**What is being asked**: Put these lines into a JSON list of strings, with one string for each line and no blank lines.

(Raw records)
****************************************

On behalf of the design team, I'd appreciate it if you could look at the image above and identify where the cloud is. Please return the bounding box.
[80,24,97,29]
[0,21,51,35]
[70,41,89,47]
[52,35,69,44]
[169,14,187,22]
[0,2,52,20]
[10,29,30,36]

****************************************

**Response**:
[
  "On behalf of the design team, I'd appreciate it if you could look at the image above and identify where the cloud is. Please return the bounding box.",
  "[80,24,97,29]",
  "[0,21,51,35]",
  "[70,41,89,47]",
  "[52,35,69,44]",
  "[169,14,187,22]",
  "[0,2,52,20]",
  "[10,29,30,36]"
]